───── AVAILABLE DATA

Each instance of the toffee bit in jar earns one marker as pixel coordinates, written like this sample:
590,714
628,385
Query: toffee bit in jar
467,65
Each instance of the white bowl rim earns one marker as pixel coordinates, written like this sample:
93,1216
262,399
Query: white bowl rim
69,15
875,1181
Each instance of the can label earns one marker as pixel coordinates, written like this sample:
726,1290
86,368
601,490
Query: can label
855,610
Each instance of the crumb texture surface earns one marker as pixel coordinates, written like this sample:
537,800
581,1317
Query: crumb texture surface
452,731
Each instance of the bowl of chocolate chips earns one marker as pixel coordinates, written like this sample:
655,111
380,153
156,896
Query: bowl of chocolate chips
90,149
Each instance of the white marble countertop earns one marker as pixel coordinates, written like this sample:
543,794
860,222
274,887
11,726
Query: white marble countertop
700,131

──────────
───── AVAILABLE DATA

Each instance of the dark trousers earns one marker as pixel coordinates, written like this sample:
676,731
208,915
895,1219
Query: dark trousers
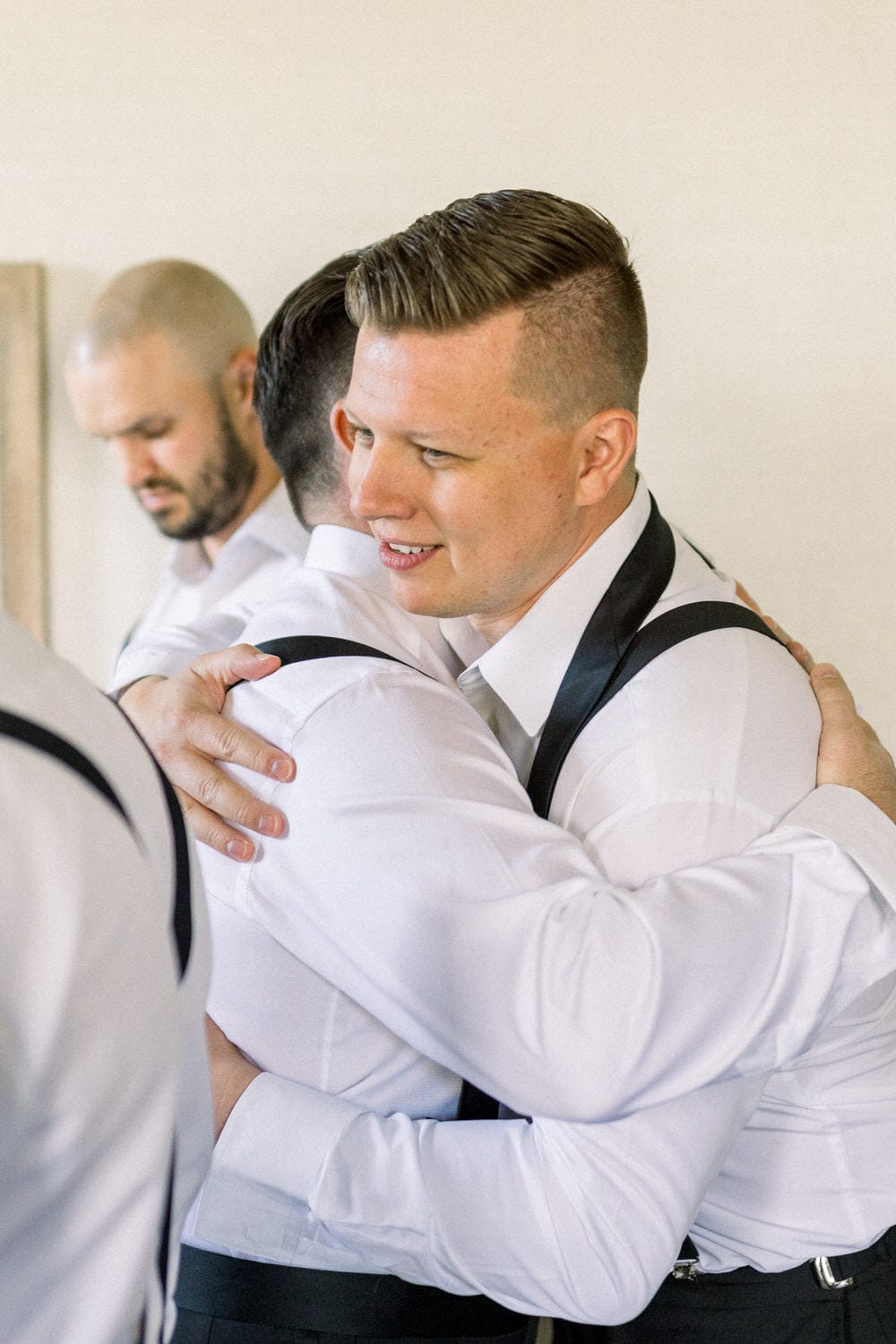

──────────
───── AVAILABLE DATA

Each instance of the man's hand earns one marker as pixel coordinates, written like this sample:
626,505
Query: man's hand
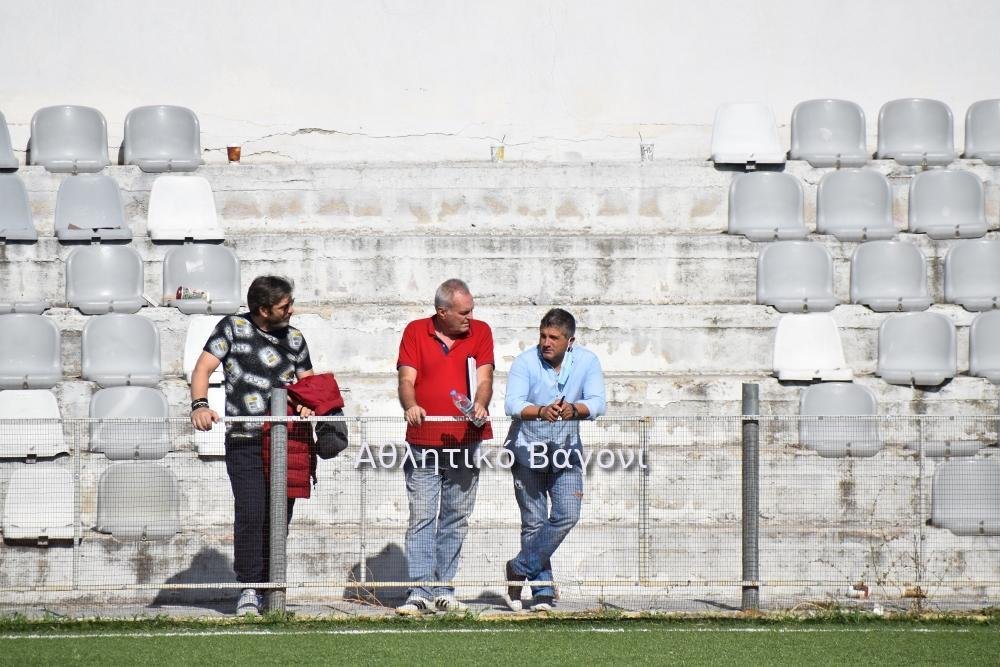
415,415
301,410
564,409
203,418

──────────

[TASK PROMPT]:
Scan the material above for the string "trousers" and copy every line that has it.

[ANSWER SPACE]:
Each instance of the dark trousers earns one marker as pixel coordinates, written like this sample:
Query: dark trousers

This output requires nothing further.